__Your task__. Filter the rows below and copy each line containing the word "gown".

───── Excerpted data

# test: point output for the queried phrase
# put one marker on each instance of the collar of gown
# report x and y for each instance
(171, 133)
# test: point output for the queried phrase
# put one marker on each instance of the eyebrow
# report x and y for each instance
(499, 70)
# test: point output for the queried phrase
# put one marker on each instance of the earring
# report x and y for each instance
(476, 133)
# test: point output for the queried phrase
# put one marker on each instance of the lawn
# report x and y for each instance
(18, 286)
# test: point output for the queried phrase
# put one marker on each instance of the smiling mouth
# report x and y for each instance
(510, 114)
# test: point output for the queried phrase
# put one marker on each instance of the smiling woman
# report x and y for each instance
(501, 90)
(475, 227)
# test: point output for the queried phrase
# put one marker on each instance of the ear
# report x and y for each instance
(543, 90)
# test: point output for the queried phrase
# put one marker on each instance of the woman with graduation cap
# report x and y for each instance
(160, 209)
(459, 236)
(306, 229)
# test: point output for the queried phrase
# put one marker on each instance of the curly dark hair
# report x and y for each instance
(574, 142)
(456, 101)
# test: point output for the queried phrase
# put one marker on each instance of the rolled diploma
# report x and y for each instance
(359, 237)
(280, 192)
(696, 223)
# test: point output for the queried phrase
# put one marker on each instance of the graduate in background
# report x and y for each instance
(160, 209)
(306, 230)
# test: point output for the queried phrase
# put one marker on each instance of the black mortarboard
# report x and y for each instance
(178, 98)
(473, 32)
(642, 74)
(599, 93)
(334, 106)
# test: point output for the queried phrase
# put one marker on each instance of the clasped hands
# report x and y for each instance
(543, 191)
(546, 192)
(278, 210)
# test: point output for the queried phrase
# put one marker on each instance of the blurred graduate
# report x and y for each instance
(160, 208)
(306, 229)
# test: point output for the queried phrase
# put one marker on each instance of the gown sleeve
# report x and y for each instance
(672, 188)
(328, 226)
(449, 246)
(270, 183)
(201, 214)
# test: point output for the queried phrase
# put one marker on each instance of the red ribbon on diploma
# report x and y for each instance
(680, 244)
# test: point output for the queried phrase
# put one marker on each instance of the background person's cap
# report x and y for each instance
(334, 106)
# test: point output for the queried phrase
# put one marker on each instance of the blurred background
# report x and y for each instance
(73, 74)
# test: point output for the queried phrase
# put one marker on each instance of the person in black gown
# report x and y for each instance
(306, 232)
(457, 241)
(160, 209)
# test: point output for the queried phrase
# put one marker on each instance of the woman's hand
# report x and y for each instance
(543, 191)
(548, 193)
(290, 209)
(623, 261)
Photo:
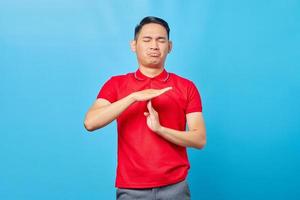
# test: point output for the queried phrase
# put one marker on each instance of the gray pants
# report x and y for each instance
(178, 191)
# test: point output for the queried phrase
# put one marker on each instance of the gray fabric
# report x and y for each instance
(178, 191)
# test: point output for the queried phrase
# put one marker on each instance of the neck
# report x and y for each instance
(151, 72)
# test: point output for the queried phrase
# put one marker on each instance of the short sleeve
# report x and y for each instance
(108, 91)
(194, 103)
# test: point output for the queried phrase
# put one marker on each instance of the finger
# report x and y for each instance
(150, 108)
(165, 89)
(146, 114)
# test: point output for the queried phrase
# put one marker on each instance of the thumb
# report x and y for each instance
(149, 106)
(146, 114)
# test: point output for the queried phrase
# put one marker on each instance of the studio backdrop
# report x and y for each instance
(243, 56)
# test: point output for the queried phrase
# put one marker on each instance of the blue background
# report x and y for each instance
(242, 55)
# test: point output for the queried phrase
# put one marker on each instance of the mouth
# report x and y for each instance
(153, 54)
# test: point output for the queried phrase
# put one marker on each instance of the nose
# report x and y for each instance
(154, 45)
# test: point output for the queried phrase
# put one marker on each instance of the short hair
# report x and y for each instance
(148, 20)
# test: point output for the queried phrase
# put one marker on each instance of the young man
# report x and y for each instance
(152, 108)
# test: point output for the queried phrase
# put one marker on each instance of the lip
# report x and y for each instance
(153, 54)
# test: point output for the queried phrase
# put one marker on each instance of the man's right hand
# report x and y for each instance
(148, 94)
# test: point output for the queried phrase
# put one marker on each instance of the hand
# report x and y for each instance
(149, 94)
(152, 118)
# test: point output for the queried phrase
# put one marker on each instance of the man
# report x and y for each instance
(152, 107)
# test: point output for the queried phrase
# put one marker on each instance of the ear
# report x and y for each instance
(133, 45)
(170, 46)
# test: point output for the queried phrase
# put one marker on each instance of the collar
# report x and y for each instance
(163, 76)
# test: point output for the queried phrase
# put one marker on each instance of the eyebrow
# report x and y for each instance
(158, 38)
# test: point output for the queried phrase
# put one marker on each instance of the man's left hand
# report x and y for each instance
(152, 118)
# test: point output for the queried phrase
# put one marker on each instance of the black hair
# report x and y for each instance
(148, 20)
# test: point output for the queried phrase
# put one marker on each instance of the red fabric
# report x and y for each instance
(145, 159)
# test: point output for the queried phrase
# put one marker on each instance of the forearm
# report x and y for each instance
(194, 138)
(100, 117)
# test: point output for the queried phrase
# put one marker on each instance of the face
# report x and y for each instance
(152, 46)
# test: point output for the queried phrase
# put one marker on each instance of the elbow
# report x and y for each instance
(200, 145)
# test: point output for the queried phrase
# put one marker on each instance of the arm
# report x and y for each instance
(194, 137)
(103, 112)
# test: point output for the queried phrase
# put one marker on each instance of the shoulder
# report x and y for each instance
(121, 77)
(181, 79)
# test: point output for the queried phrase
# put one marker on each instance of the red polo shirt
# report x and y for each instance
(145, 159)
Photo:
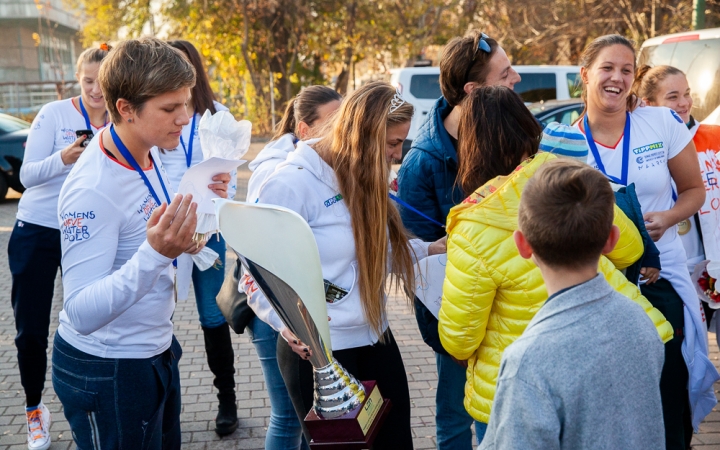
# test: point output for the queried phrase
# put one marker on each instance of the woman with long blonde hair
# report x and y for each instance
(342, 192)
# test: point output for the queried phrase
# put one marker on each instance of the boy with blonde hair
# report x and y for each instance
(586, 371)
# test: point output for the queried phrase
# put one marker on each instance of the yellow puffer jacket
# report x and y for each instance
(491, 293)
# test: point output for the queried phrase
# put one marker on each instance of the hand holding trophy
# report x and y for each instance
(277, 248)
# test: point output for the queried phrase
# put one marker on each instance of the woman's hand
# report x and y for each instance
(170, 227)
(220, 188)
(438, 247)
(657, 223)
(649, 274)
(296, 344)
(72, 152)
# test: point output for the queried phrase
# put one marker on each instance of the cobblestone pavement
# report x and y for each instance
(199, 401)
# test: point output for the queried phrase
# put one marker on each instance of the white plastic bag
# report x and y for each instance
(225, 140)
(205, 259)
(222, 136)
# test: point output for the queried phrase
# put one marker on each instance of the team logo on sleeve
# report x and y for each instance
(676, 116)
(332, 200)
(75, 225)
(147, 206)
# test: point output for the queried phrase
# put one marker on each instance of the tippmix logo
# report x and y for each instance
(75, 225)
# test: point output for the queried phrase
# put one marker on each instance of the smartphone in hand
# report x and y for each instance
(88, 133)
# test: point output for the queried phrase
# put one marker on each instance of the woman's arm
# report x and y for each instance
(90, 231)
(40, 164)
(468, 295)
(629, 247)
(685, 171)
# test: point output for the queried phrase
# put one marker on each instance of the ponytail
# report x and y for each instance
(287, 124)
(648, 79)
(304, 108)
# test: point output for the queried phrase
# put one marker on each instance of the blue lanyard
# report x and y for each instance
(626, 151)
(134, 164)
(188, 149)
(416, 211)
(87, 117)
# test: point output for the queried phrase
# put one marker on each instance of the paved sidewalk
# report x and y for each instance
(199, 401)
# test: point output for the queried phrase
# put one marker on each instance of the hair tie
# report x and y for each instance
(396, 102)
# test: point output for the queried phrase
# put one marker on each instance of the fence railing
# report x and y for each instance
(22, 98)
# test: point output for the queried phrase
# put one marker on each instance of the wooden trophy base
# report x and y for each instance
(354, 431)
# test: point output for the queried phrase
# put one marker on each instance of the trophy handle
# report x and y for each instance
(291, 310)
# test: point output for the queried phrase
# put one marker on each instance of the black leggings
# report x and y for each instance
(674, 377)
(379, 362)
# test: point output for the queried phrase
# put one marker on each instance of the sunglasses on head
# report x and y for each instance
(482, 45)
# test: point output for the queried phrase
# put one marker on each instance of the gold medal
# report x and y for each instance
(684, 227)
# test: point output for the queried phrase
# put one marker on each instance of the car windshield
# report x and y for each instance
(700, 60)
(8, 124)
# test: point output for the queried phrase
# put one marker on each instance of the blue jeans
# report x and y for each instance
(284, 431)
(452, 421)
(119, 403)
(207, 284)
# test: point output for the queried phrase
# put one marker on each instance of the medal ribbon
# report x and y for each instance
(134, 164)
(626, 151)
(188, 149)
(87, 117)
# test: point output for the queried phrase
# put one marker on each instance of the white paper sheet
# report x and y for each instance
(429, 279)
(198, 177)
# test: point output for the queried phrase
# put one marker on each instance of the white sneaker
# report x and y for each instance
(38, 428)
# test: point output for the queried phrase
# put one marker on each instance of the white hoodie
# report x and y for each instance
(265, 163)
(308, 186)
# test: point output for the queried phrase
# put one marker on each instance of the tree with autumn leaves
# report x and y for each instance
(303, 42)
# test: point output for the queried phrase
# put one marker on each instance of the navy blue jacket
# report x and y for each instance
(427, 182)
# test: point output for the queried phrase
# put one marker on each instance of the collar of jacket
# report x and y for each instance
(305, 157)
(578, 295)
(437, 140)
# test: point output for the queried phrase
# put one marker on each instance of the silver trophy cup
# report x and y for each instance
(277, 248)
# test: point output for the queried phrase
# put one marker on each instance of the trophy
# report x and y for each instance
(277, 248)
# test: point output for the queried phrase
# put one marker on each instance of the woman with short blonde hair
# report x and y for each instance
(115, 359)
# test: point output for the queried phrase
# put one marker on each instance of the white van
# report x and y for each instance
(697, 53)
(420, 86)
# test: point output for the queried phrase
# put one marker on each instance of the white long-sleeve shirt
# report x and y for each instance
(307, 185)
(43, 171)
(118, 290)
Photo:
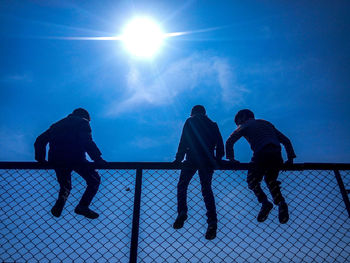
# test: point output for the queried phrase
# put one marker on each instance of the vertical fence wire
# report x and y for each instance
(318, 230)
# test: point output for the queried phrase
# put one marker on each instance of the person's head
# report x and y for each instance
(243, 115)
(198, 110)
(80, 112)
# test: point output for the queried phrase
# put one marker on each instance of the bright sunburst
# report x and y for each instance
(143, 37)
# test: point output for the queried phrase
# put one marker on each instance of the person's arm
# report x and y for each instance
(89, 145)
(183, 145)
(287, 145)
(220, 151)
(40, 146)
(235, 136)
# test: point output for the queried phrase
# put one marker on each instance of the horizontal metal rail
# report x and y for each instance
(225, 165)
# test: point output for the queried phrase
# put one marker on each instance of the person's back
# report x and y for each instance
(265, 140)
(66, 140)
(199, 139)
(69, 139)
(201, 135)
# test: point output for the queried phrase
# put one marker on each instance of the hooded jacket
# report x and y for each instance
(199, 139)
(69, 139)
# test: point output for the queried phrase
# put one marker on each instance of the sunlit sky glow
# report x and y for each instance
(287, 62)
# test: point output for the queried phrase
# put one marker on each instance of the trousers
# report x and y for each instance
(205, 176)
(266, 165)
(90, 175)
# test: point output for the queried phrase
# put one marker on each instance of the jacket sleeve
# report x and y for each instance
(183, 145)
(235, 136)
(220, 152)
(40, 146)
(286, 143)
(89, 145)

──────────

__Answer to this problem__.
# put one marker on each instance of the collar of gown
# put one marker on each instance of the gown sleeve
# put one marker on each instance of the person in black gown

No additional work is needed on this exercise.